Saved data entries:
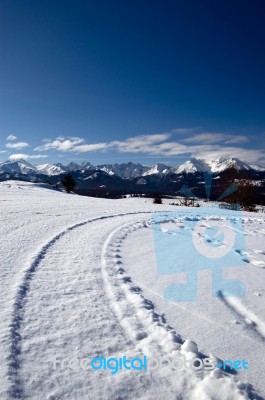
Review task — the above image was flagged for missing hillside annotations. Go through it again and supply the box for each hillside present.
[0,181,265,399]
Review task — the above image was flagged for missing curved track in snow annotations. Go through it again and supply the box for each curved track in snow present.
[8,212,151,399]
[1,182,264,400]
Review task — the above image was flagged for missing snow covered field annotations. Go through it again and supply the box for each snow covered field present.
[0,181,265,400]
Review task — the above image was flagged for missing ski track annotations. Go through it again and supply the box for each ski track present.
[7,211,151,399]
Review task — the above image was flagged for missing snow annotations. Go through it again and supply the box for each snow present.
[98,162,149,178]
[0,160,37,175]
[35,164,65,176]
[136,178,147,185]
[175,157,257,174]
[122,210,265,398]
[64,161,94,172]
[207,157,252,173]
[1,157,264,180]
[0,180,264,399]
[175,159,211,174]
[249,165,265,172]
[100,167,115,175]
[143,163,171,176]
[181,339,198,354]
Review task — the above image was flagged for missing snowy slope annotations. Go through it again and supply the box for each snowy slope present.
[249,164,265,172]
[174,157,259,174]
[98,162,149,178]
[0,181,264,399]
[207,157,252,173]
[122,211,265,397]
[35,163,65,175]
[0,159,37,175]
[143,163,171,176]
[175,159,211,174]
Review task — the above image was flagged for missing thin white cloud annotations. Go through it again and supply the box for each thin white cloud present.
[35,134,170,154]
[112,134,264,163]
[35,137,84,151]
[0,150,7,153]
[6,134,17,141]
[109,133,171,154]
[6,141,30,149]
[223,136,249,144]
[9,154,48,161]
[33,130,265,164]
[172,128,199,134]
[110,139,184,156]
[182,133,248,145]
[192,147,264,163]
[73,143,108,152]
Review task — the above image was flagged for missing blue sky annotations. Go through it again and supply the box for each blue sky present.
[1,0,265,166]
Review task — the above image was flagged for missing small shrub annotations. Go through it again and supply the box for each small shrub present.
[243,204,257,212]
[153,197,163,204]
[180,197,197,207]
[61,173,76,193]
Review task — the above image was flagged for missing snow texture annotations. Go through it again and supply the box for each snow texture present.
[0,181,264,399]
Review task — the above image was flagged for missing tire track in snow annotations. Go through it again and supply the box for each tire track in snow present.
[7,211,151,399]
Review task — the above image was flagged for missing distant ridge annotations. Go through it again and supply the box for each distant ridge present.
[0,156,264,203]
[1,156,264,178]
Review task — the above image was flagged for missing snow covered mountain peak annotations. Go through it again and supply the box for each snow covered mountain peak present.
[66,161,94,171]
[143,163,171,176]
[175,158,211,174]
[35,163,65,176]
[0,157,264,181]
[0,159,37,175]
[207,157,252,173]
[98,162,149,178]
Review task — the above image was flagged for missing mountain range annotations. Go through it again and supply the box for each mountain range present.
[0,157,264,202]
[1,156,264,177]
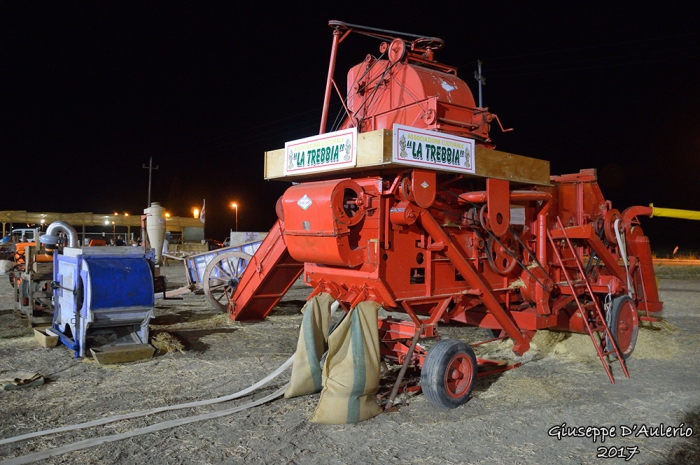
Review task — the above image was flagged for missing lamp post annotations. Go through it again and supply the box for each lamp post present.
[231,202,238,232]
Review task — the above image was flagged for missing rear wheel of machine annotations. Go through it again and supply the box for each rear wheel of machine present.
[420,339,477,409]
[605,295,639,360]
[202,252,252,312]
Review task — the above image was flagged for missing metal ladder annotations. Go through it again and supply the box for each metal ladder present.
[547,217,629,384]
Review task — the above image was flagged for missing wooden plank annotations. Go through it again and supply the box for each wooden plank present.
[474,147,550,185]
[90,343,156,364]
[356,129,393,167]
[264,148,285,179]
[264,129,550,185]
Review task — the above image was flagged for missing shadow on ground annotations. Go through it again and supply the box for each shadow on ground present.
[151,310,223,326]
[170,328,238,352]
[655,407,700,465]
[271,300,307,316]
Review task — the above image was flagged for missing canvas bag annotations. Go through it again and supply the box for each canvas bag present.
[310,300,382,424]
[284,293,335,398]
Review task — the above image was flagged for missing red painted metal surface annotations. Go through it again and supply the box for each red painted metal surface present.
[228,220,303,321]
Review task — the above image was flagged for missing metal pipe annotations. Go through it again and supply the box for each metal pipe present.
[320,27,342,134]
[384,327,422,412]
[536,196,551,270]
[459,190,551,204]
[648,204,700,221]
[45,221,79,248]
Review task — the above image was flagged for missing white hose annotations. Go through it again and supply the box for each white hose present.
[0,355,294,447]
[1,385,288,465]
[0,301,340,464]
[614,218,634,298]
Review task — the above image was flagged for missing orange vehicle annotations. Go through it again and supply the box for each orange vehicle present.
[10,239,54,327]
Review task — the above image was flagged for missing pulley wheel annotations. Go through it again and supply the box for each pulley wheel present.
[399,176,415,202]
[603,209,623,245]
[202,251,252,312]
[420,339,477,409]
[605,295,639,360]
[479,204,490,231]
[387,38,406,63]
[486,234,519,275]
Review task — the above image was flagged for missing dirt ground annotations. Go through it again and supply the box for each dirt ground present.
[1,262,699,464]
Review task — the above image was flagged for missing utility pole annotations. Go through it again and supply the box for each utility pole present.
[474,60,485,108]
[142,157,159,206]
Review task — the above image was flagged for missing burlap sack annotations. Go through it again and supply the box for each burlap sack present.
[284,293,335,398]
[310,301,382,424]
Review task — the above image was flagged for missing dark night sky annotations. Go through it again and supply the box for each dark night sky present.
[2,2,700,248]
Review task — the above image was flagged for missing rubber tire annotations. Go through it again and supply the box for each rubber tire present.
[421,339,477,410]
[606,295,639,360]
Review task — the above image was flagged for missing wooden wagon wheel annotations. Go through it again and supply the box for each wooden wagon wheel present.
[202,251,252,312]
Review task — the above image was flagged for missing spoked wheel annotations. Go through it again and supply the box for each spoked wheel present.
[202,251,252,312]
[420,339,477,409]
[605,295,639,360]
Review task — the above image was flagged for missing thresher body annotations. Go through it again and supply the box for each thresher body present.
[234,22,662,394]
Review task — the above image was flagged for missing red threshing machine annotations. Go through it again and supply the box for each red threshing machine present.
[228,21,663,410]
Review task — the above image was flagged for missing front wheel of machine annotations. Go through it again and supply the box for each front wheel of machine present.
[606,295,639,360]
[420,339,477,409]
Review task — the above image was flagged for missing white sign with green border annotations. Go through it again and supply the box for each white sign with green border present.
[284,128,357,176]
[392,124,475,174]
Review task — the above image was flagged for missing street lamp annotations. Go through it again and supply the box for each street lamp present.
[193,208,199,219]
[231,202,238,232]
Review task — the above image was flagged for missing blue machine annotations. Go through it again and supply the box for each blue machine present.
[40,223,156,359]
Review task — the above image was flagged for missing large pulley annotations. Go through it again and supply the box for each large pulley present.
[485,231,522,275]
[603,209,623,245]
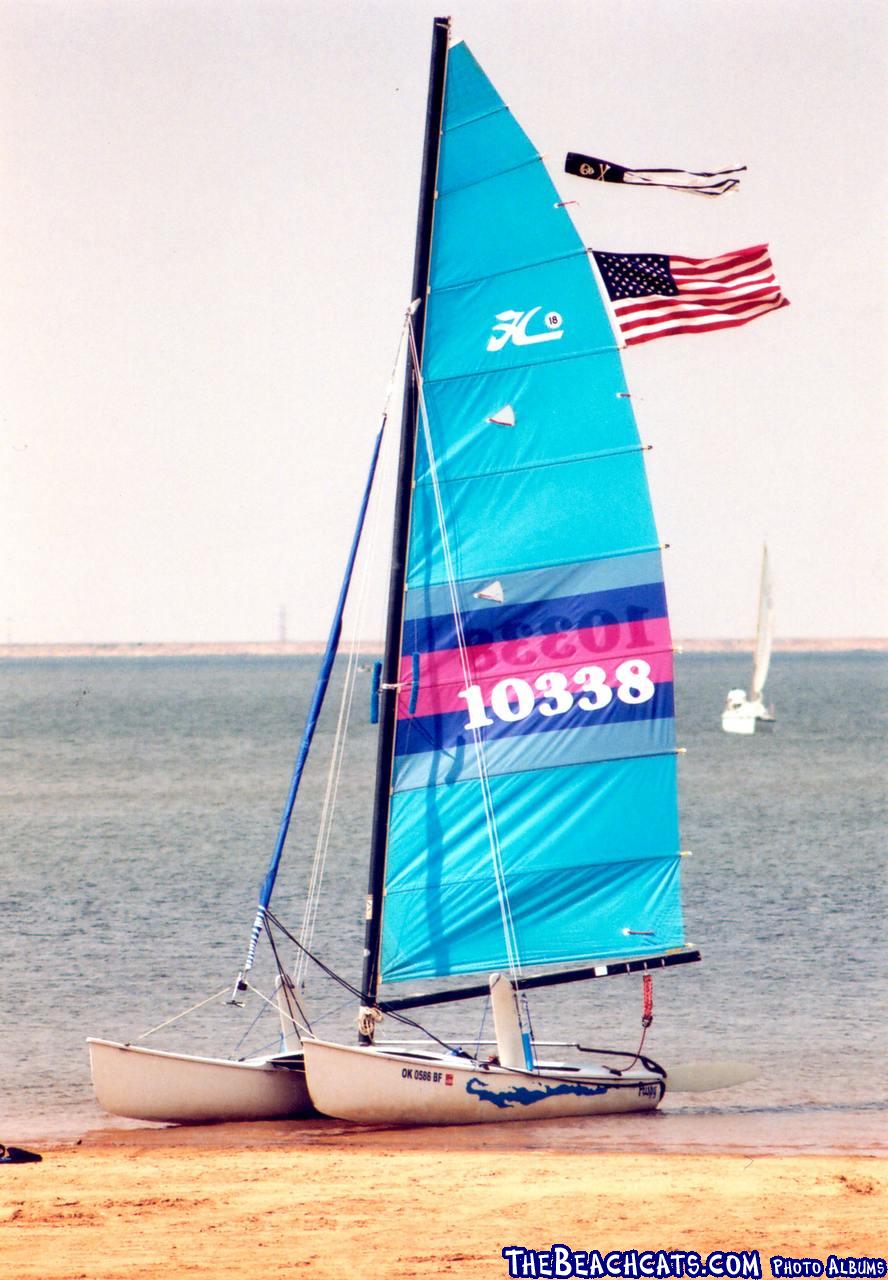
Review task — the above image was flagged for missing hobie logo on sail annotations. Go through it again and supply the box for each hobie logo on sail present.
[487,307,564,352]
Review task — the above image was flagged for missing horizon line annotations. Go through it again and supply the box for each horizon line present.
[1,637,885,658]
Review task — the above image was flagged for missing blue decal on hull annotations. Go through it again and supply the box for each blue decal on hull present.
[466,1076,610,1109]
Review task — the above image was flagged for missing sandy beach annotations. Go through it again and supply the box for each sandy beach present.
[1,1121,884,1280]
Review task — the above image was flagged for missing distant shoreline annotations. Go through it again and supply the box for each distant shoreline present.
[0,637,884,659]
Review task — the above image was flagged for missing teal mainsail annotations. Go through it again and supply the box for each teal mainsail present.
[378,42,685,986]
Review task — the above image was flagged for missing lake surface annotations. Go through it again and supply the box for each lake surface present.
[1,652,885,1152]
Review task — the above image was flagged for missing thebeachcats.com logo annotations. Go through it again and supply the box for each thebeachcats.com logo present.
[500,1249,887,1280]
[501,1248,763,1278]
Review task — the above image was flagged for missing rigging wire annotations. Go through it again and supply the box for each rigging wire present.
[293,313,411,987]
[472,995,491,1059]
[265,908,470,1058]
[262,914,313,1035]
[230,991,277,1057]
[137,986,231,1041]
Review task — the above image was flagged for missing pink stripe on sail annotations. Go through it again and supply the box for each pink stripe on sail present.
[398,632,674,721]
[400,615,672,688]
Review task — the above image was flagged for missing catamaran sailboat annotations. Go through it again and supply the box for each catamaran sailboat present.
[300,18,734,1126]
[91,17,755,1129]
[722,544,776,735]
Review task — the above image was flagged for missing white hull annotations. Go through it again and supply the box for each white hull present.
[721,694,775,735]
[302,1037,665,1126]
[88,1038,314,1124]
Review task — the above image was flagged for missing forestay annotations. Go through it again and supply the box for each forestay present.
[380,42,685,984]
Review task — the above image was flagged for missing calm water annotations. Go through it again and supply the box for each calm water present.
[1,652,885,1151]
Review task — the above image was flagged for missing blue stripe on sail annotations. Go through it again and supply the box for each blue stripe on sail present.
[437,123,536,197]
[404,550,665,622]
[389,755,679,884]
[395,681,673,758]
[404,581,667,656]
[437,123,537,198]
[382,855,684,983]
[382,753,682,983]
[439,42,503,131]
[424,253,618,384]
[432,167,583,291]
[414,355,637,489]
[430,47,604,312]
[392,715,677,793]
[407,450,659,589]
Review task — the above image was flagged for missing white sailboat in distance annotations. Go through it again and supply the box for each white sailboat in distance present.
[722,544,776,735]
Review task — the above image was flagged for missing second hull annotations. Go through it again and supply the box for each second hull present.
[88,1038,315,1124]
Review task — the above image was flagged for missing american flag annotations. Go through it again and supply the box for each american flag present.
[592,245,789,347]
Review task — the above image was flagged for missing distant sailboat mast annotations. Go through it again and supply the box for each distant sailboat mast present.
[749,544,774,701]
[722,543,775,733]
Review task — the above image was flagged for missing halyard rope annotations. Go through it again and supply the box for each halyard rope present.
[406,317,523,986]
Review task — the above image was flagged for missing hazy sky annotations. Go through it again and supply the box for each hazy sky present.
[3,0,885,642]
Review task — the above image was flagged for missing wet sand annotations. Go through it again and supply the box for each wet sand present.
[1,1121,884,1279]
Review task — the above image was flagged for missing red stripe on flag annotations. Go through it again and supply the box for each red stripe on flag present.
[613,284,782,322]
[668,244,769,269]
[618,291,786,327]
[622,297,790,346]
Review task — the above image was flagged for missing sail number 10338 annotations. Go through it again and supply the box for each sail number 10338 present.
[456,660,655,730]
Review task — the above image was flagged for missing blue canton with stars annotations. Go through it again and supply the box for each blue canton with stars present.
[593,252,678,300]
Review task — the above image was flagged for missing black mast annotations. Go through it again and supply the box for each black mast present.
[359,16,450,1031]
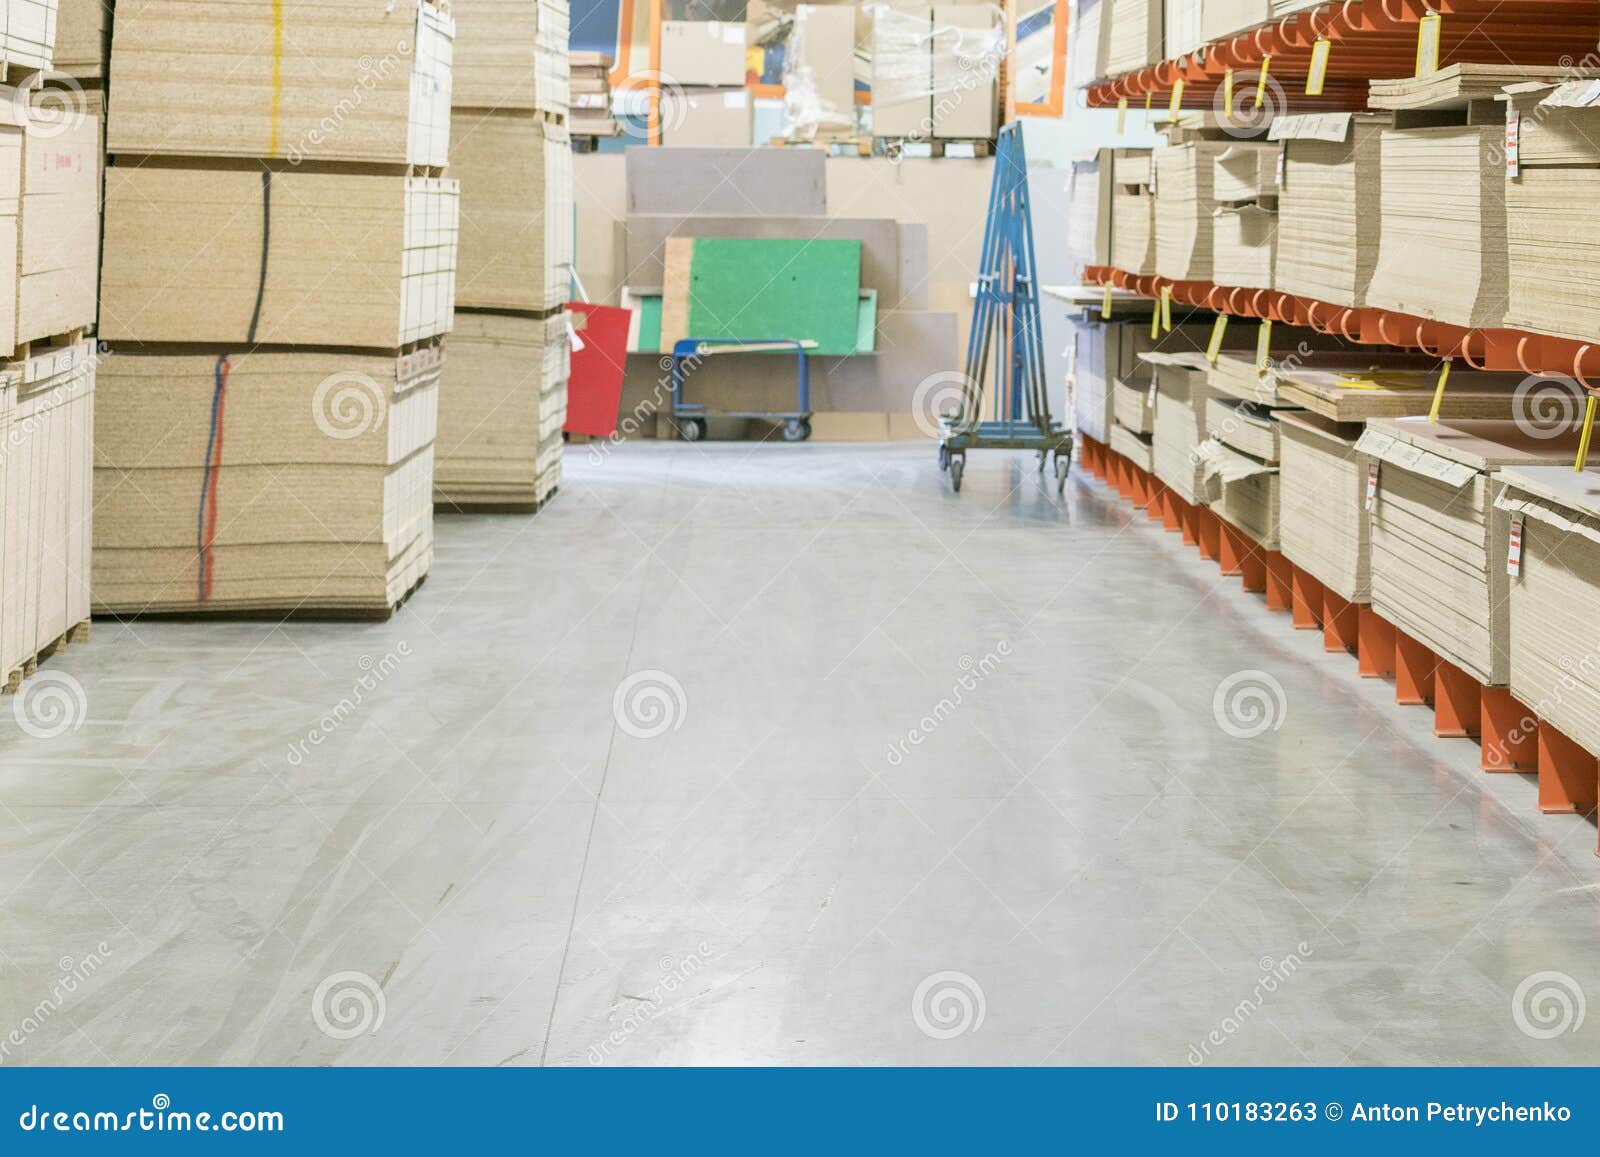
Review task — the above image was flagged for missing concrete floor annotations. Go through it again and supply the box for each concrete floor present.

● TASK REQUIREMENTS: Leaving out every picture, transcribe exactly the lines from the line that contains "Review task — the above image was flagged for missing black" through the final line of the entries above.

● ANSWER FOR THIS EXERCISE:
Review task — the above image was flagged for missing black mast annotations. Go through it again and supply the box for each black mast present.
[359,16,450,1031]
Review task — the above image was flagged for missing concrete floor annotations. Go through it again and supply the box for each concrete floor present.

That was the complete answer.